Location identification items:
** BEGIN **
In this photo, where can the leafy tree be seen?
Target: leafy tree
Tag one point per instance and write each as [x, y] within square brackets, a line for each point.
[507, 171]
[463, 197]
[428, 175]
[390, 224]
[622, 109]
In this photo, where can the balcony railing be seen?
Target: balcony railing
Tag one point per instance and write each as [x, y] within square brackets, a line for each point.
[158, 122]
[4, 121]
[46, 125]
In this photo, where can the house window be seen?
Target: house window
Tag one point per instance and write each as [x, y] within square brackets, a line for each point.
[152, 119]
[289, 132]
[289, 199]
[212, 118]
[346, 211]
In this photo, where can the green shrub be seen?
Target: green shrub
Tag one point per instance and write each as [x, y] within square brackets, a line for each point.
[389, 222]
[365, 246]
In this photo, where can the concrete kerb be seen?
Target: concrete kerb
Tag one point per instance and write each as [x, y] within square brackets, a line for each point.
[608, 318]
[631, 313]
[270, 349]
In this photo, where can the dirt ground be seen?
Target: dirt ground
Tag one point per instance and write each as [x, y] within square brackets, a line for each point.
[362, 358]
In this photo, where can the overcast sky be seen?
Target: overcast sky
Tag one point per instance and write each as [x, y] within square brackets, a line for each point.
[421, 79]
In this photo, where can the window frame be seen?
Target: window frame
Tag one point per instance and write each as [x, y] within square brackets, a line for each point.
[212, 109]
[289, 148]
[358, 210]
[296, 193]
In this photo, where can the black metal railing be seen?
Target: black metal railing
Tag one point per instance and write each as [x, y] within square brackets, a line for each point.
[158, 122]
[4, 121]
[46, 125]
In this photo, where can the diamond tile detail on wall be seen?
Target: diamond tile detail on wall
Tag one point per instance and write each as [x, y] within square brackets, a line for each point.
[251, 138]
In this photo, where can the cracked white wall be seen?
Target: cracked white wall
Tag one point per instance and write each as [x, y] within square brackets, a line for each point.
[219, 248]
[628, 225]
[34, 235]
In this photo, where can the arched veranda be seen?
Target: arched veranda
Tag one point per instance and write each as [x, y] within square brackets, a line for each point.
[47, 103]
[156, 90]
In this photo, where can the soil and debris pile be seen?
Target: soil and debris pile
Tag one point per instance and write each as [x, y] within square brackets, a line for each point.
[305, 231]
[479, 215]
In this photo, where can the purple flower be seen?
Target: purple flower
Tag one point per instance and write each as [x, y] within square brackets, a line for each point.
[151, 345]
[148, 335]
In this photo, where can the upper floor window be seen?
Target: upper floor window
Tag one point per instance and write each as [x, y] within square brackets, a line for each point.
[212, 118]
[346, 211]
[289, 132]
** END **
*Brief*. Could you return, unchanged, everything from the line containing "In this photo, where can the upper" down to the end of the rows above, with both ends included?

*Written response*.
In this photo, where can the upper floor window be seen?
Target: upper floor window
Tag one point per instance and write each as [x, y] within square brackets, a line for each point.
[212, 118]
[346, 211]
[289, 132]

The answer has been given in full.